데이터셋에 수록된 항목:
------------------------------------------------
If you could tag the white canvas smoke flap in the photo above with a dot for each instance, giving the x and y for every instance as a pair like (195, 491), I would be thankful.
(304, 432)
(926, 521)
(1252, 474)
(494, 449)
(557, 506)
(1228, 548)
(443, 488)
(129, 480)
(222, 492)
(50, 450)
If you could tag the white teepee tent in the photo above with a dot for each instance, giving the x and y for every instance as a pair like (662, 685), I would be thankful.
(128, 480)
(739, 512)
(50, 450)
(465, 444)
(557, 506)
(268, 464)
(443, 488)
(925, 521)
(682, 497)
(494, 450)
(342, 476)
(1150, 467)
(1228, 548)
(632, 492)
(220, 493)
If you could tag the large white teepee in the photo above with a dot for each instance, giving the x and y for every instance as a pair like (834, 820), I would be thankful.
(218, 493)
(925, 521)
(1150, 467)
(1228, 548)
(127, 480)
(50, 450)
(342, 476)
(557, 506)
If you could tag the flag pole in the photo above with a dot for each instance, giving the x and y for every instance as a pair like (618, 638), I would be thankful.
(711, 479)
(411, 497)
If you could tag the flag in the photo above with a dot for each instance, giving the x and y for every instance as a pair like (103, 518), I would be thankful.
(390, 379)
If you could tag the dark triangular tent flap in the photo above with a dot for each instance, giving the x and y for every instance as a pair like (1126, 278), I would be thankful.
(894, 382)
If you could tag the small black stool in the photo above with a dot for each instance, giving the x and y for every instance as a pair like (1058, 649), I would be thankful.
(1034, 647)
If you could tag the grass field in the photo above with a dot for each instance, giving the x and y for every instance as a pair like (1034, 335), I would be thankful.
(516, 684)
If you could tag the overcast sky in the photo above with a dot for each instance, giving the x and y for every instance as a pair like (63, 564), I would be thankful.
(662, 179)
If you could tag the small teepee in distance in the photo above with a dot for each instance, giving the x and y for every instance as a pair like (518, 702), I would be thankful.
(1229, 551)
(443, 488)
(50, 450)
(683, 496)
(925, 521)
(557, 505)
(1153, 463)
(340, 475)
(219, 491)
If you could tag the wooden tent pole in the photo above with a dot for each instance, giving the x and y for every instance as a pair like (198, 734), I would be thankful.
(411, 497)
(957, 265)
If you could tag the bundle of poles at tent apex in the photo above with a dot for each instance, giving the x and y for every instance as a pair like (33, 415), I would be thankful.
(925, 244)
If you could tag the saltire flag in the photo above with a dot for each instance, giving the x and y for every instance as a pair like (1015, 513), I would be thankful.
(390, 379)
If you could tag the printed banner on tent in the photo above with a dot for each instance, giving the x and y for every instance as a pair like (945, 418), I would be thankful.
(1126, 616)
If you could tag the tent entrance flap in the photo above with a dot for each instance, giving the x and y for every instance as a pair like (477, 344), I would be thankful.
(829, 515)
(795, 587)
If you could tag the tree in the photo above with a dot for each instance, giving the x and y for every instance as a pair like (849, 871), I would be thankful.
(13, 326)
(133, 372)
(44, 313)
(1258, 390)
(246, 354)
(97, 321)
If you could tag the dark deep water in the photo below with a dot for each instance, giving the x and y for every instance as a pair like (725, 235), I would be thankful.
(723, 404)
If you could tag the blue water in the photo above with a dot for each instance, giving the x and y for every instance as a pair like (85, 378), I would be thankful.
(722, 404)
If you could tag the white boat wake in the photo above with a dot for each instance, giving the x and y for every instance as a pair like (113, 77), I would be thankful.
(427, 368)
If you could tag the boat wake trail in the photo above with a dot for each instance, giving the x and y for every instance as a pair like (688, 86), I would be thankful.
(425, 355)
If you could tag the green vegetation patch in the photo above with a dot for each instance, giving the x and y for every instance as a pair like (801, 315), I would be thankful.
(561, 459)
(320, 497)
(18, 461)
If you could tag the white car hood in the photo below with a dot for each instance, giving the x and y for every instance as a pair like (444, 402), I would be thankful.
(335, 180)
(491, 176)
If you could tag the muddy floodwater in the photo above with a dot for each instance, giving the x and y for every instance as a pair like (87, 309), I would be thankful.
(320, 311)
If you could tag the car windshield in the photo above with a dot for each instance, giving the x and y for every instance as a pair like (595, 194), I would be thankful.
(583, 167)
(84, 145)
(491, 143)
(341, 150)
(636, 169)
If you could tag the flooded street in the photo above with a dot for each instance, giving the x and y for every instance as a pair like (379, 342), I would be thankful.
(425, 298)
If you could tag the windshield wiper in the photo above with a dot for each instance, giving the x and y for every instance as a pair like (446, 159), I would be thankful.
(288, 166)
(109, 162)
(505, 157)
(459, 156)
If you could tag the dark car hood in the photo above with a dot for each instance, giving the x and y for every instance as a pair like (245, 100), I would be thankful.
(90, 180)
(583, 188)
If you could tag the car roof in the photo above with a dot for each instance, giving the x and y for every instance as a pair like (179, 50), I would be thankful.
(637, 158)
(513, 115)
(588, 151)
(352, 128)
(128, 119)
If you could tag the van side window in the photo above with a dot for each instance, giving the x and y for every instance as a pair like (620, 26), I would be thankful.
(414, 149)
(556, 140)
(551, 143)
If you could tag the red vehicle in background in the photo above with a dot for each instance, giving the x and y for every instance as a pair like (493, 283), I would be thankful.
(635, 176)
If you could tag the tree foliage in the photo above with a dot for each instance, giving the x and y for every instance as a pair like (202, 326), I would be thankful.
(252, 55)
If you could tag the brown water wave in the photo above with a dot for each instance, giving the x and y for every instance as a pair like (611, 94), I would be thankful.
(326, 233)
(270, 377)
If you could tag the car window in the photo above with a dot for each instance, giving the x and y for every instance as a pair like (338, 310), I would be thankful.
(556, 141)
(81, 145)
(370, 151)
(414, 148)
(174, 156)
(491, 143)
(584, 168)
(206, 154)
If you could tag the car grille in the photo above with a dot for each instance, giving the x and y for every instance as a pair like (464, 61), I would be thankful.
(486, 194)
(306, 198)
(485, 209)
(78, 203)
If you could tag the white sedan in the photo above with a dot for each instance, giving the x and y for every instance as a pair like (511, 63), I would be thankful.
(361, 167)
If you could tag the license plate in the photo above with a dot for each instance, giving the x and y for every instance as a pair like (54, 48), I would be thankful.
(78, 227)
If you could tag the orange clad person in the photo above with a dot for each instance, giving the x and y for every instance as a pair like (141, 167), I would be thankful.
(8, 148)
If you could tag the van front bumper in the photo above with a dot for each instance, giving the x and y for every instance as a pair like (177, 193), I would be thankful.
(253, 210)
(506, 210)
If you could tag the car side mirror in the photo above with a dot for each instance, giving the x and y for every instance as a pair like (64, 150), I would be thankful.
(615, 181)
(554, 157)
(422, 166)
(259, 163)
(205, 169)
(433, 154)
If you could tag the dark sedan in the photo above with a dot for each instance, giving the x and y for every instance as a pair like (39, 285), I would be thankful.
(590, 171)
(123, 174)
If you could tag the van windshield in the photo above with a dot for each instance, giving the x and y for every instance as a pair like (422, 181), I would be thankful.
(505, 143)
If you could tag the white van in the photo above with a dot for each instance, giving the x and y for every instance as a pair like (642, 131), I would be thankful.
------------------------------------------------
▶ [할 일] 위 목록의 모든 줄을 처음부터 끝까지 한 글자도 바꾸지 말고 그대로 다시 적어 주세요.

▶ [과제 답변]
If you could tag the white canvas smoke flap in the photo above with a dot for each instance, giving the x and y for every instance as a pair like (195, 491), I would be thankful.
(304, 432)
(926, 521)
(1252, 474)
(494, 449)
(557, 506)
(1228, 548)
(443, 488)
(129, 480)
(222, 492)
(50, 450)
If you could tag the white teepee tent in the photo above with a dot for each instance, giving the x and y for every instance as a pair like (662, 685), I would be thankful.
(128, 480)
(739, 512)
(50, 450)
(465, 444)
(557, 506)
(268, 464)
(443, 488)
(925, 521)
(682, 497)
(494, 450)
(342, 476)
(1150, 467)
(1228, 548)
(632, 492)
(220, 493)
If you could tag the large white teepee in the photo above with a dot for each instance, giving the x and y for every instance as a pair like (834, 820), I would be thankful.
(218, 493)
(925, 521)
(1150, 467)
(1228, 548)
(127, 480)
(50, 450)
(342, 476)
(557, 506)
If you could tag the flag pole in the photo above with a dot for each instance, giving the x and y for every instance as a pair like (618, 638), I would be thankful.
(711, 479)
(411, 497)
If you could tag the flag in the photo above with a dot for each instance, giving the x and y for every instance as a pair like (103, 518), I would be thankful.
(390, 379)
If you could tag the dark triangular tent flap in the photo above with a dot for each instance, giving the x and y for every instance as a pair like (1126, 278), I would be thankful.
(894, 382)
If you could tag the small black stool in the photo above with a dot for each instance, giving the x and y for every instance as a pair like (1058, 649), I would be thankful.
(1034, 647)
If you could tag the grass field in the photo above with a dot for each instance, giving the x and y for every instance as a pair like (1034, 335), I would be thankful.
(516, 684)
If you could tag the overcast sky in the photo above with a dot for each instance, giving the x and y for every instance as a pair like (63, 564), I would be thankful.
(662, 179)
If you could tag the small teepee in distance in the photo above with a dot for each instance, giving the x and y for every instance as a pair like (518, 702), I would be thankful.
(1229, 551)
(443, 488)
(50, 450)
(683, 496)
(925, 521)
(557, 505)
(1153, 463)
(340, 475)
(219, 491)
If you could tag the wooden tent pole in the photo above with a dot for each instance, giving the x and y for every instance as a pair like (198, 734), I would be thankful.
(411, 497)
(957, 265)
If you could tag the bundle of poles at tent apex in the photo above with a dot for each instance, giving the x and y for every instance as a pair like (33, 415), I would be thankful.
(925, 244)
If you could tag the saltire flag in the photo above with a dot for each instance, giving the x and y for every instance as a pair like (1015, 513), I would be thankful.
(390, 379)
If you could tag the printed banner on tent in the photo above with a dot for each instance, giving the x and y for every instance as a pair like (945, 418), I would be thankful.
(1126, 616)
If you could tag the tent entrance flap in the photo above with a dot for each instance, giving the x and y for every instance as a pair like (477, 344), I would be thankful.
(829, 515)
(795, 587)
If you could tag the tree in the photo above with a dot for each instance, giving the x and y for every instance as a pair like (849, 871), I would be thankful.
(13, 326)
(133, 372)
(44, 313)
(1258, 390)
(246, 354)
(97, 321)
If you could tag the dark deep water in the photo below with a dot for each instance, giving the x and y for every instance as a pair like (725, 235), I would be thankful.
(723, 404)
If you could tag the blue water in the photo above with a dot for each instance, giving the x and y for every instance as a pair like (85, 378), I would be thankful.
(722, 404)
If you could tag the white boat wake in the photo above with a dot for each instance, giving the x and y for every instance as a pair like (113, 77), I would be thankful.
(427, 368)
If you could tag the boat wake trail in the photo above with a dot for each instance, giving the x and y for every instance as a pair like (688, 86), I would be thankful.
(425, 355)
If you could tag the green vegetation patch in the photo above with a dot for each instance, giving the x and y for every instance as a pair like (801, 315), I would be thankful.
(561, 459)
(320, 497)
(18, 461)
If you could tag the white car hood in the photo below with a dot for each instance, giving the x and y for every instance as a pair like (444, 402), I would be thankful.
(335, 180)
(491, 176)
If you could tag the muddy floodwater in the photo above with a dot for each instance, giving the x and y for every instance as a pair like (87, 309), I would be thankful.
(320, 311)
If you could tag the car windshield in the photo above with a dot for each instance, giving the x and y for every instance as a pair like (595, 194), I would be thankful.
(583, 167)
(84, 145)
(491, 143)
(341, 150)
(636, 169)
If you could tag the flooded street in the photo above with a dot for each instance, giving the x and y for every instance as a pair like (379, 342), I would be thankful.
(425, 298)
If you could tag the windshield wiper in the photo above with a dot for each instance, giving the x and y for every instance as a pair like (446, 159), I would be thankful.
(288, 166)
(109, 162)
(505, 157)
(459, 156)
If you could tag the dark car hood in the photo above with a dot for each instance, giving the x and y for every instance as a pair like (245, 100), I would be thankful.
(90, 180)
(583, 188)
If you could tag the car roof in the photo above with a dot for each instance, giving the x and y for every instance as a pair like (179, 50), I would be thankful.
(637, 158)
(513, 115)
(588, 151)
(352, 128)
(128, 119)
If you could tag the van side window in the photo above with a dot for each instance, giving the x and y for every instance as a pair like (620, 26), I would be thankful.
(414, 149)
(556, 140)
(551, 143)
If you could tag the red vehicle in background in the photo above with a dot for each instance, giving the x and y for every instance as a pair like (493, 283), I would be thankful.
(635, 176)
If you could tag the tree foliage in the photo above with a dot for each instance, giving the x and y for every instance as a pair like (202, 326), I would be thankful.
(252, 55)
If you could tag the brown water wave in the photo above with a dot for each instance, giving the x and y for every instance as a pair like (611, 94), I would be thankful.
(326, 233)
(270, 377)
If you could tag the car window in the photo above with a dot for each instance, giving the x and y for every instance as a pair like (338, 310), I would be thankful.
(556, 141)
(81, 145)
(370, 151)
(414, 148)
(174, 156)
(491, 143)
(584, 168)
(206, 154)
If you could tag the car grille in the photo above with a dot for each instance, giving the x and y for every instance as a pair like (464, 61), I would be thankful.
(486, 194)
(306, 198)
(485, 209)
(78, 203)
If you could tag the white sedan in the photo above with a dot for each instance, giving the x and y for every instance as a pair like (511, 63), I would be thankful.
(361, 167)
If you could tag the license plate in the photo above with a dot for each instance, giving the x and y for every instance as a pair like (54, 48), I would be thankful.
(78, 227)
If you could tag the orange clad person in the photo above with a dot for each instance, giving the x and y for every instance as a pair like (141, 167), I would be thankful.
(8, 148)
If you could tag the van front bumper in the photo above with a dot for each instance, giving the x and y for every instance as a pair like (177, 193), I would be thankful.
(253, 210)
(506, 210)
If you could tag the car side mirror in the photo above with a dot for each instance, giving the x and y for every instance as a pair like (64, 150), I would be thankful.
(615, 181)
(554, 157)
(422, 166)
(259, 163)
(205, 169)
(433, 154)
If you could tag the dark sedan in the photo above with a dot for each instance, giving the x and y for every instance as a pair like (39, 285), I would be thankful.
(590, 171)
(123, 174)
If you could tag the van windshield in the photo above with a dot for each instance, giving the x and y for every instance as a pair like (422, 181), I would be thankful.
(505, 143)
If you could tag the white van in the photo above with a dot for each instance, giving the x and y for every instance as a pair like (642, 131), I would be thankful.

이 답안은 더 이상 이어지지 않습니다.